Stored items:
· · ·

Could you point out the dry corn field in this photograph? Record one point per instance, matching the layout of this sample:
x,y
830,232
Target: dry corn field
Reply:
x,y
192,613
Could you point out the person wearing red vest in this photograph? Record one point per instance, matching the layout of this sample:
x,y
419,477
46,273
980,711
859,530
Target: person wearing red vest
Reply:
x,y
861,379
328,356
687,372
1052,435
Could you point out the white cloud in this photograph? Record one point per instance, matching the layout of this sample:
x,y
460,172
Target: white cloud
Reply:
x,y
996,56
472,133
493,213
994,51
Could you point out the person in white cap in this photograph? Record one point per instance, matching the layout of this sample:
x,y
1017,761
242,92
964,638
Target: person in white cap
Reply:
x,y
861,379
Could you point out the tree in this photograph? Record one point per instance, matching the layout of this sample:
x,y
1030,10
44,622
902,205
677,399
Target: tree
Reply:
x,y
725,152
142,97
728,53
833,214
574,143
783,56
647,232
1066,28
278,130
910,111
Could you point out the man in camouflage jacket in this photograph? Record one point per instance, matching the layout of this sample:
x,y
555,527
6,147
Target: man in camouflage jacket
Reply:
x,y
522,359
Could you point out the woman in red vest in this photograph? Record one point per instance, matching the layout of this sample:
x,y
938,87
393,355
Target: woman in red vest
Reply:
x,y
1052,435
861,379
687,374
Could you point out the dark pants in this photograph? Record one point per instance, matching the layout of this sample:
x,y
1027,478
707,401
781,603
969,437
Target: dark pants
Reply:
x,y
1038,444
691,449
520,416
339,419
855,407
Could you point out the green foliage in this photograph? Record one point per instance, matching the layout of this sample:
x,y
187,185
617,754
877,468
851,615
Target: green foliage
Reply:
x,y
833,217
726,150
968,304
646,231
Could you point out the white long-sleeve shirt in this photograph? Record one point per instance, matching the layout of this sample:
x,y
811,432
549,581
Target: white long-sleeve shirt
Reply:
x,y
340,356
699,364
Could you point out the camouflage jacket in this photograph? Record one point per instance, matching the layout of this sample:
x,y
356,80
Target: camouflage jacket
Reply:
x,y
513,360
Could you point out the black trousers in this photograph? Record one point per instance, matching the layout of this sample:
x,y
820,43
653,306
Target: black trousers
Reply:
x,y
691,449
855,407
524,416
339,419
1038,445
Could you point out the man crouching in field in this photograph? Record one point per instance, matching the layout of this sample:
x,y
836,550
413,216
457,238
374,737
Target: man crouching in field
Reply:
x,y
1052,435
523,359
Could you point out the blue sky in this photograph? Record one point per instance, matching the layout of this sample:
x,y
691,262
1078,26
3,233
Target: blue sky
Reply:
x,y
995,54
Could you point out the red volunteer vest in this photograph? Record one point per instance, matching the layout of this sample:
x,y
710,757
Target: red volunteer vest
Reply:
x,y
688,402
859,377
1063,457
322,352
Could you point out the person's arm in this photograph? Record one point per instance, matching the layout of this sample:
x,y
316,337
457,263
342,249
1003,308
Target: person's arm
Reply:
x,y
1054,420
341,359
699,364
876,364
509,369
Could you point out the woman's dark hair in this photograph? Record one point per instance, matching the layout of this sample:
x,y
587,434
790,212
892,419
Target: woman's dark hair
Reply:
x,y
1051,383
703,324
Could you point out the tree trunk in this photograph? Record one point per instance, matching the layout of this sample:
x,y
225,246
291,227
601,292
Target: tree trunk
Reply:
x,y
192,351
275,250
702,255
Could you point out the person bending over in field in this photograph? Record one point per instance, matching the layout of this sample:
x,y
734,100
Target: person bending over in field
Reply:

· · ·

* Set problem
Repeat each record in full; every line must match exactly.

* Result for this task
Could you point out the dry corn field in this photograph? Record one point per instance, matching the layout of this sample:
x,y
830,232
Target: dry corn field
Reply:
x,y
192,613
Could you point out the person wearing red vest in this photograph? Record one point per instance, matching the layout of this sample:
x,y
419,477
46,273
980,711
859,530
Target: person wearing red vest
Reply:
x,y
861,379
328,356
687,372
1052,435
Could you point out the white cloud in this photograph? Record one point per instance, matching the layout of this sample:
x,y
460,172
Target: white cloud
Reply:
x,y
996,56
472,133
493,213
994,51
Could you point out the person in white cap in this photograph? Record one point per instance, matching the layout of this sample:
x,y
1017,761
242,92
964,638
Target: person in white cap
Reply:
x,y
861,379
Could you point out the tree in this photograph? Record one point per instance, matching the layout of this sample:
x,y
1030,10
44,622
902,205
677,399
Target: tree
Reply:
x,y
725,152
142,97
728,53
833,214
574,143
783,56
647,232
1066,28
278,130
910,111
Could you point out the man in camouflage jacket in this photograph? Record one point per instance, matching the layout of this sample:
x,y
555,527
6,147
Target: man in camouflage jacket
Reply:
x,y
522,359
Could you point out the woman in red vest in this photograph? Record one point per instance, matching the layout of this sample:
x,y
938,87
393,355
Target: woman in red vest
Reply:
x,y
1052,435
861,379
687,374
Could you point out the dark pants in this photograph? Record one point per instance, matching the layout of this sample:
x,y
1027,478
707,401
781,603
969,437
Target: dark pants
Reply:
x,y
1038,444
691,449
520,416
339,419
855,407
Could you point out the green foliage in this photograph? Record one point per instance, matching the layout of this sample:
x,y
187,185
617,754
877,468
851,615
Target: green foliage
Reply:
x,y
833,217
726,150
968,304
646,231
Could you point out the white long-sleeve shirt in this photograph? Record one point per instance, matching the layout of this sample:
x,y
811,432
549,581
Target: white long-sleeve shirt
Reply:
x,y
340,356
699,364
Could you point out the camouflage jacket in this photograph? Record one point per instance, matching the layout of this sample:
x,y
356,80
Target: camouflage jacket
Reply:
x,y
513,360
Could you point out the black trousers in this photograph? Record one point per instance, matching the layout of this sample:
x,y
820,43
653,306
Target: black trousers
Reply:
x,y
691,449
855,407
524,416
339,419
1038,445
Could you point out the man crouching in field in this photograph? Record one point per instance, matching the layout of this sample:
x,y
836,550
413,216
457,238
374,737
Target: man crouching in field
Reply:
x,y
1052,435
523,359
Could you point out the blue sky in this photograph? Record one point per instance, matching the layout of this sample:
x,y
691,262
1078,26
3,233
Target: blue sky
Reply:
x,y
995,54
Could you point out the red volunteer vest in this photograph? Record one point per instance, matching the layout of this sample:
x,y
710,757
Target: red volunteer vest
Reply:
x,y
688,402
859,377
1063,457
322,352
Could you point out the person's arm in this photograph? Record one point per instance, matching the layout of this sample:
x,y
316,337
457,263
342,249
1003,308
Target: person's arm
Reply:
x,y
1054,420
341,359
699,364
876,364
509,369
Could you point out the woman's dark hair in this photograph? Record one point per instance, matching the layout of this sample:
x,y
587,434
790,212
892,419
Target: woman's dark hair
Reply:
x,y
1051,383
703,324
Could you point out the tree trunk in this photograph? Record one point per instance, matching the layout of this sample:
x,y
225,246
291,227
601,292
Target: tree trunk
Reply:
x,y
192,351
275,250
702,255
Could you point out the person bending over in field in this photograph? Record one point per instance, matching the layout of this sample:
x,y
734,100
Target: person bending over in field
Reply:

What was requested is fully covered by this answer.